> [TO DO]:
(A) Say whether each statement agrees with the Rachel E. Klevit biography, answering yes or no and quoting the deciding words: (i) Klevit earned her D.Phil. from Oxford University in 1981. (ii) Klevit did her post-doctoral training at Reed College. (iii) Klevit holds an endowed chair in chemistry.
(B) Please extend the Rachel E. Klevit biography, picking up after its last sentence.

> [EXERCISE PASSAGE]:
-------------------------

- Education: Reed College, BA, 1978 Oxford University, D.Phil, 1981

= Rachel E. Klevit =

American biochemist and academic

Rachel E. Klevit is Professor of Biochemistry, Adjunct Professor of Chemistry, and Adjunct Professor of Pharmacology at the University of Washington. She holds the Edmond H. Fischer-Washington Research Foundation Endowed Chair in Biochemistry. Klevit's research focuses on molecular interactions in human diseases and includes research on BRCA1, the protein ubiquitination system, and human heat shock proteins.

==Education==
Klevit received her B.A. in 1978 from Reed College and her D.Phil. from Oxford University in 1981. She completed her post-doctoral training at Duke University Medical Center.

-------------------------

> [GIVEN MATERIAL]:
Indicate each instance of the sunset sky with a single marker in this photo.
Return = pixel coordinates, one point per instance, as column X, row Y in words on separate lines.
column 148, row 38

-------------------------

> [ANSWERS BELOW]:
(A)
(i) Yes: "her D.Phil. from Oxford University in 1981"
(ii) No: "She completed her post-doctoral training at Duke University Medical Center."
(iii) No: "Edmond H. Fischer-Washington Research Foundation Endowed Chair in Biochemistry"

(B)
==Awards==
Klevit was awarded a Rhodes Scholarship in 1978 to attend Oxford University. She received the Margaret Oakley Dayhoff Award in Biophysics from the Biophysical Society in 1987–1988, the Fritz Lippmann Award from the American Society for Biochemistry and Molecular Biology in 2015, and the Dorothy Crowfoot Hodgkin Award from the Protein Society in 2016.

In 2021, Klevit was elected to the U.S. National Academy of Sciences.